At a high level, this should concern any right thinking person, as we start with a two-to-five year EIR process and add at least two-to-three years of litigation. So in California, any project of meaningful scale has a six-year approval process. We would imagine that if we had this conversation with Texas Governor Rick Perry, he would say that’s just great and remind us that Toyota is moving from California to Dallas.

Having said all this, at least the process is final, right? You get a certified EIR and off you go. Technically yes, but in the case of the Cadiz project, no. The Bureau of Land Management (“BLM,” a federal agency) is actively working to interfere with a state-approved project.

There are two particularly troubling aspects to this. For a California project like this, CEQA is law, plain and simple. The reason California has CEQA is to provide a slow-moving, open vetting process; not to engender backroom politics by other, including federal, agencies.

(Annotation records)
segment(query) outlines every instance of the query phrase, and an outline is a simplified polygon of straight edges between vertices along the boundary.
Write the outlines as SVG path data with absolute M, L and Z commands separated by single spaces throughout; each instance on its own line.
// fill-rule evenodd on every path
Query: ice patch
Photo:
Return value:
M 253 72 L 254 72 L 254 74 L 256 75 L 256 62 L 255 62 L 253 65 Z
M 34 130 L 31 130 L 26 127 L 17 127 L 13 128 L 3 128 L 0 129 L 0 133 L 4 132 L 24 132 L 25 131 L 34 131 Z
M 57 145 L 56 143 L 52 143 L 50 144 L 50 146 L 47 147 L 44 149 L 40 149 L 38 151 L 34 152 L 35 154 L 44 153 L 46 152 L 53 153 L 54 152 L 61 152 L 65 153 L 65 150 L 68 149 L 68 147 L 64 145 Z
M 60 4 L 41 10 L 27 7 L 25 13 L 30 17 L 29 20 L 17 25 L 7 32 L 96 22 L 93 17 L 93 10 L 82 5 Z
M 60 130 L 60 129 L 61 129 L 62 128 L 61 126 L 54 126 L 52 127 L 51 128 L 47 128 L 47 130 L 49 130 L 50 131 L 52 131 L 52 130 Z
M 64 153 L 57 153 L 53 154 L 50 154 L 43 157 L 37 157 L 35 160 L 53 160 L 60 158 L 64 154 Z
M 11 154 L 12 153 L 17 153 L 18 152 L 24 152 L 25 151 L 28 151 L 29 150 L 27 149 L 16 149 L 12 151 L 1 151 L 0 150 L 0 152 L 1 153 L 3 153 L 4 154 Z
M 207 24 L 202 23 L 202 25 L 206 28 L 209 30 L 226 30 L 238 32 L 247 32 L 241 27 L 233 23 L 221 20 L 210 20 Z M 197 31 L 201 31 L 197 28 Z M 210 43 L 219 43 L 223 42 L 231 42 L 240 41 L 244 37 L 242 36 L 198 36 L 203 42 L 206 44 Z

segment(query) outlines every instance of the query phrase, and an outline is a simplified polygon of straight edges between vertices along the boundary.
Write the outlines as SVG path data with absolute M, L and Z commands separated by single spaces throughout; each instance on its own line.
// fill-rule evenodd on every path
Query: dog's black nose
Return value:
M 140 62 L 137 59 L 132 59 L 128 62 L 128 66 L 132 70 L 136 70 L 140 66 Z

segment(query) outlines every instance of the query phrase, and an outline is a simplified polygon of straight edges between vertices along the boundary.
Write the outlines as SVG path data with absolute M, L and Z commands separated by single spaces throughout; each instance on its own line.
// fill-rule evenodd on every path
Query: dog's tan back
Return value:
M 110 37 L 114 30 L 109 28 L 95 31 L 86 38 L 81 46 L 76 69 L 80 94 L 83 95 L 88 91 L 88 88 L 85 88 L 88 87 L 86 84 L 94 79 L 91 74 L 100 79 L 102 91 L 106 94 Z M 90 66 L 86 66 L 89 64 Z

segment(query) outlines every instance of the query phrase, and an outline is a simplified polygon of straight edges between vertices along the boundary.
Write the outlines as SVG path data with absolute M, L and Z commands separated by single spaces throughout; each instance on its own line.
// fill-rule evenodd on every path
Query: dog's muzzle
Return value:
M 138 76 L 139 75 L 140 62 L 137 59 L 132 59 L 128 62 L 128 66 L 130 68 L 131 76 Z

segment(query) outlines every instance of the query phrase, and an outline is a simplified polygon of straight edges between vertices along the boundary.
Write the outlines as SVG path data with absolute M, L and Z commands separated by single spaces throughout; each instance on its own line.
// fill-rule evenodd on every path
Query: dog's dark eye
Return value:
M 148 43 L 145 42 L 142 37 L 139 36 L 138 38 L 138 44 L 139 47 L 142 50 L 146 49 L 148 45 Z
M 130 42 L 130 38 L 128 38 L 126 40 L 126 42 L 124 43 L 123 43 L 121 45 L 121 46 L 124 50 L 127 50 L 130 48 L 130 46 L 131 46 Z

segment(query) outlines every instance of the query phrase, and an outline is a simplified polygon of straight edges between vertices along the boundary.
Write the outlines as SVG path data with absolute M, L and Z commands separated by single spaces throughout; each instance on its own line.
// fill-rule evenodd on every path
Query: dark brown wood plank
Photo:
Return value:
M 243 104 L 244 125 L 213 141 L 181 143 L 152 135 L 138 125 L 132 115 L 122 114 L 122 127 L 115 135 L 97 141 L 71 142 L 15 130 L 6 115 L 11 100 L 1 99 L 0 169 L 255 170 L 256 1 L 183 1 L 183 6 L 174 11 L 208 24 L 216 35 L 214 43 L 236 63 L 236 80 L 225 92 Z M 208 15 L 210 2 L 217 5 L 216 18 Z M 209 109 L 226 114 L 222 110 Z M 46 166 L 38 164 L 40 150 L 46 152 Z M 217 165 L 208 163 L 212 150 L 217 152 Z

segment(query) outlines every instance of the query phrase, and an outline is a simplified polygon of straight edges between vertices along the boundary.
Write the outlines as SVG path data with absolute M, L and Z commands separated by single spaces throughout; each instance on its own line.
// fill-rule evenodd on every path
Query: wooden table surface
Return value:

## GIVEN EXERCISE 1
Copy the Cadiz project passage from "There are two" to "including federal, agencies.", putting "closed-door dealings" in place of "backroom politics".
## GIVEN EXERCISE 2
In the Cadiz project passage, how long is the approval process for any California project of meaningful scale?

## FULL SOLUTION 1
There are two particularly troubling aspects to this. For a California project like this, CEQA is law, plain and simple. The reason California has CEQA is to provide a slow-moving, open vetting process; not to engender closed-door dealings by other, including federal, agencies.

## FULL SOLUTION 2
Six years.